> [What is needed]:
From the first record to the last, write out each one exactly.

> [Data extracts]:
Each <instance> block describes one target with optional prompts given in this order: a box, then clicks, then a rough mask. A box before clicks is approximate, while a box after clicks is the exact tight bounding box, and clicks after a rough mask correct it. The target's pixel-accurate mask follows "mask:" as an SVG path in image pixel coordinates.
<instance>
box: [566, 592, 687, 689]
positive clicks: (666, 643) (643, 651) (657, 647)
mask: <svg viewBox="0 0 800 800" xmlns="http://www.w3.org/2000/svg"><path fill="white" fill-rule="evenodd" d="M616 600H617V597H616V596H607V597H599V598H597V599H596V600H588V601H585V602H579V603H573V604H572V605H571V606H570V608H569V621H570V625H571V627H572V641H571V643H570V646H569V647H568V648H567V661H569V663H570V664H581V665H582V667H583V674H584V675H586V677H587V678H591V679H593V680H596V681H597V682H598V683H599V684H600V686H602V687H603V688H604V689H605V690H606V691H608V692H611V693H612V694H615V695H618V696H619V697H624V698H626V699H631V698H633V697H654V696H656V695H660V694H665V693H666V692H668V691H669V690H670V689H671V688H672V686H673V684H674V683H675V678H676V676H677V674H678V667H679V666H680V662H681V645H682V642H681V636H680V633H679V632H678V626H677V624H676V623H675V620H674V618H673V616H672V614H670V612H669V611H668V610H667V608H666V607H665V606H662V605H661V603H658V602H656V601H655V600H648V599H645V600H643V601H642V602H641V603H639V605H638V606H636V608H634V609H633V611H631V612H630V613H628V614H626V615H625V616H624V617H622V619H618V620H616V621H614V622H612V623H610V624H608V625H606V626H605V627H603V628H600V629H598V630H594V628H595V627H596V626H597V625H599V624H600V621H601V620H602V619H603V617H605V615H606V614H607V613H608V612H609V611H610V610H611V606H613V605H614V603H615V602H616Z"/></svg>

> [Worked solution]:
Each <instance> block describes one target with optional prompts given in this order: a box, then clicks, then a rough mask. A box before clicks is approximate, while a box after clicks is the exact tight bounding box, and clicks after a rough mask correct it. The target's pixel-accurate mask follows "mask:" as an SVG path in image pixel coordinates.
<instance>
box: [566, 592, 687, 689]
positive clicks: (666, 643) (643, 651) (657, 647)
mask: <svg viewBox="0 0 800 800" xmlns="http://www.w3.org/2000/svg"><path fill="white" fill-rule="evenodd" d="M616 600H617V597H616V596H607V597H599V598H597V599H596V600H588V601H585V602H579V603H573V604H572V605H571V606H570V608H569V621H570V625H571V627H572V641H571V643H570V646H569V647H568V648H567V661H569V663H570V664H581V665H582V667H583V674H584V675H586V677H587V678H591V679H593V680H596V681H597V682H598V683H599V684H600V686H602V687H603V688H604V689H605V690H606V691H608V692H611V693H612V694H615V695H618V696H619V697H624V698H626V699H631V698H633V697H654V696H656V695H660V694H665V693H666V692H668V691H669V690H670V689H671V688H672V686H673V684H674V683H675V678H676V676H677V674H678V667H679V666H680V662H681V645H682V642H681V636H680V633H679V632H678V626H677V624H676V623H675V620H674V618H673V616H672V614H670V612H669V611H668V610H667V608H666V607H665V606H662V605H661V603H658V602H656V601H655V600H648V599H645V600H643V601H642V602H641V603H639V605H638V606H636V608H634V609H633V611H631V612H630V613H628V614H626V615H625V616H624V617H622V619H618V620H616V621H614V622H612V623H610V624H608V625H606V626H605V627H603V628H600V629H598V630H594V628H595V627H596V626H597V625H599V624H600V621H601V620H602V619H603V617H605V615H606V614H607V613H608V612H609V611H610V610H611V606H613V605H614V603H615V602H616Z"/></svg>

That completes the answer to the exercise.